◆ WHAT YOU SHOULD DO: Reproduce the closing part of the entries exactly: the line with "Could you kindly point to the white" and all lines after it, ending with the last line, and nothing else.
** Opening LISTED ENTRIES block **
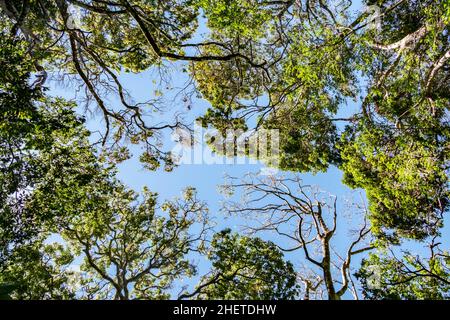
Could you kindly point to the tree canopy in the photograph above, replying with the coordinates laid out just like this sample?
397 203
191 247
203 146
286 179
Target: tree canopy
365 90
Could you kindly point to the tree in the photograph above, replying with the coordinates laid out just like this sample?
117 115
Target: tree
133 249
41 139
246 268
386 276
308 220
92 41
395 146
39 271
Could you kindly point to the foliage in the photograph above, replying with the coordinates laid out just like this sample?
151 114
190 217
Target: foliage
411 277
248 268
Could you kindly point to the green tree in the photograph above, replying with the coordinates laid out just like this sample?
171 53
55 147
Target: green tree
39 271
410 277
246 268
39 141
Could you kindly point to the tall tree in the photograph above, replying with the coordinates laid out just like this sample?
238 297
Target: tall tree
307 220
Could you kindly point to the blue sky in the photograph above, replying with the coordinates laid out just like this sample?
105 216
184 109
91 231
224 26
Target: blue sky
205 178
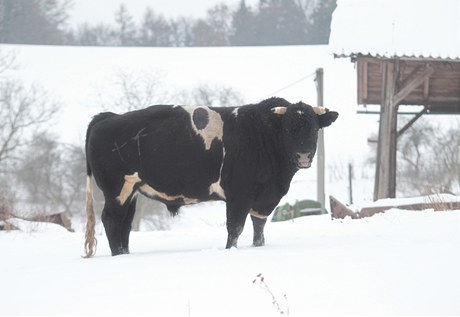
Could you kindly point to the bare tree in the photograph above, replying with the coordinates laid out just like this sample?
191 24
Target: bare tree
126 28
51 176
23 112
429 159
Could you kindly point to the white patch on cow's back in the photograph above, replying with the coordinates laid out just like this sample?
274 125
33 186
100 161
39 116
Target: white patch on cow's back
213 130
** Closing LISTED ENTRIES block **
◆ EXERCISE RESULT:
Could you kindly point to the white patch on cow's back in the photograph above, replying with the coordinates laid out just like this sample?
274 125
33 186
100 161
39 116
Target: white patch on cow's back
213 130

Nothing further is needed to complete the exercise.